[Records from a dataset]
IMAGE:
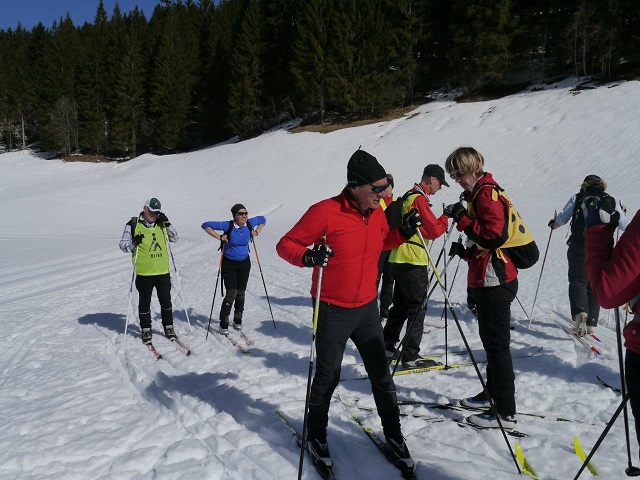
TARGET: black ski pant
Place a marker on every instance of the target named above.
(632, 380)
(336, 325)
(145, 285)
(581, 297)
(411, 283)
(494, 321)
(235, 276)
(385, 279)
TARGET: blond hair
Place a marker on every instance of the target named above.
(465, 160)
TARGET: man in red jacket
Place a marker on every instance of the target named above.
(349, 232)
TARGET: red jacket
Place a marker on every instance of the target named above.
(357, 238)
(489, 229)
(614, 273)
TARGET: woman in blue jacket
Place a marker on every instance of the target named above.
(236, 263)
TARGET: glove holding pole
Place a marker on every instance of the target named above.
(411, 221)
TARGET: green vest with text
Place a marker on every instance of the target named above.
(153, 257)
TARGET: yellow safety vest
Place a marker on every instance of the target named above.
(412, 251)
(518, 232)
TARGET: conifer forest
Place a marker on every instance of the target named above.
(195, 72)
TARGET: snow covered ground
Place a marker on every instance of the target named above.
(77, 405)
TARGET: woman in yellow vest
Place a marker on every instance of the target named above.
(501, 240)
(145, 237)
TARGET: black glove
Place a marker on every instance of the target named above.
(456, 249)
(137, 240)
(410, 223)
(318, 256)
(162, 218)
(601, 212)
(455, 211)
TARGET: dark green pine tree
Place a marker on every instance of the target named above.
(126, 85)
(309, 64)
(57, 75)
(246, 87)
(171, 81)
(92, 88)
(407, 26)
(341, 57)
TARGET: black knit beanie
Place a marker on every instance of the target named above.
(363, 168)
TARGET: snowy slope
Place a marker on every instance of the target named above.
(76, 404)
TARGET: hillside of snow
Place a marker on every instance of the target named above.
(78, 404)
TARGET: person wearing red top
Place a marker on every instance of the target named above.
(349, 232)
(492, 276)
(614, 276)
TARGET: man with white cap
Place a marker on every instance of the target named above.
(145, 237)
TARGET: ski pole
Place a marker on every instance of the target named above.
(215, 290)
(630, 471)
(175, 269)
(397, 354)
(133, 276)
(316, 310)
(555, 215)
(255, 249)
(473, 360)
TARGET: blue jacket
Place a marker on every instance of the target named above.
(237, 246)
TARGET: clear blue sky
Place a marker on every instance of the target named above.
(30, 12)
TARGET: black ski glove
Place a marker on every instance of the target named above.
(137, 240)
(318, 256)
(601, 212)
(163, 220)
(456, 249)
(455, 211)
(410, 223)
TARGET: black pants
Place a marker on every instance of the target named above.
(385, 276)
(494, 321)
(632, 377)
(145, 285)
(581, 297)
(235, 275)
(336, 325)
(411, 282)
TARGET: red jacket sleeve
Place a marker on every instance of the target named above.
(614, 273)
(309, 230)
(432, 227)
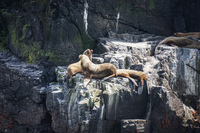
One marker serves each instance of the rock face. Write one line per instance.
(169, 101)
(57, 31)
(22, 98)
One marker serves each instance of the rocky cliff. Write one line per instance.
(57, 31)
(33, 99)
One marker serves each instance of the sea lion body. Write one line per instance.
(96, 71)
(76, 67)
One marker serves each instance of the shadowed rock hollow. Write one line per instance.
(169, 103)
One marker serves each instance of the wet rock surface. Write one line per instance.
(57, 31)
(32, 101)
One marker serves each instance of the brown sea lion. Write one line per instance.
(97, 71)
(194, 34)
(181, 42)
(76, 67)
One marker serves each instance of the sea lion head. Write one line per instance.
(88, 52)
(80, 56)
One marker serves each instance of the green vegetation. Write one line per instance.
(85, 41)
(29, 50)
(151, 4)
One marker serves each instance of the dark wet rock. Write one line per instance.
(169, 101)
(56, 32)
(22, 97)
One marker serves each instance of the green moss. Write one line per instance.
(29, 50)
(24, 31)
(151, 4)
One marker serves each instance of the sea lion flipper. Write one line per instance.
(133, 80)
(140, 89)
(105, 78)
(86, 81)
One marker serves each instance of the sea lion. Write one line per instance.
(96, 71)
(76, 67)
(181, 42)
(132, 74)
(194, 34)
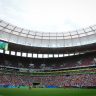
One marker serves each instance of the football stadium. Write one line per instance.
(38, 63)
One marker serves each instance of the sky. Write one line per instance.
(49, 15)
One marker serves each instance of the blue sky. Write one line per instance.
(49, 15)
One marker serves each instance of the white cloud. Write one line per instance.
(49, 15)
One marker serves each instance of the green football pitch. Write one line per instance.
(47, 92)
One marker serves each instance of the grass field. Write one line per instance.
(47, 92)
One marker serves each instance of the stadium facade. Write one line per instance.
(63, 56)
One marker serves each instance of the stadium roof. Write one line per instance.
(49, 15)
(28, 13)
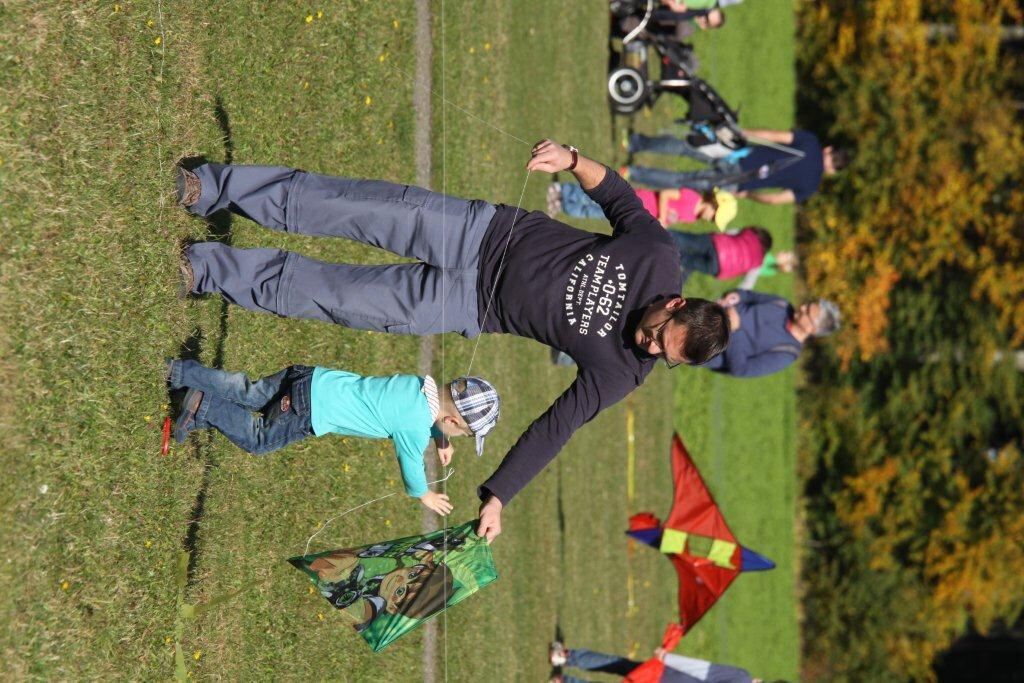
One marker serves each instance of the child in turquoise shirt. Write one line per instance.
(267, 414)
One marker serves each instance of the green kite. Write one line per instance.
(390, 588)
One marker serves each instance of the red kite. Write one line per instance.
(696, 540)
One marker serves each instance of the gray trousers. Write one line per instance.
(437, 294)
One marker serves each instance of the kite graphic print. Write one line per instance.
(390, 588)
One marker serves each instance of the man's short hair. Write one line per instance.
(707, 330)
(829, 318)
(764, 237)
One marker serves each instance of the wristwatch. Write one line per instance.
(576, 156)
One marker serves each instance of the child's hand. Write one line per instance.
(445, 454)
(436, 502)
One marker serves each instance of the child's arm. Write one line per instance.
(664, 197)
(436, 502)
(781, 197)
(444, 450)
(778, 136)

PROBLEM STATEMENT:
From the data above, determine how many lines hold "vest", and write only the number.

ANSWER FOR THIS EXERCISE:
3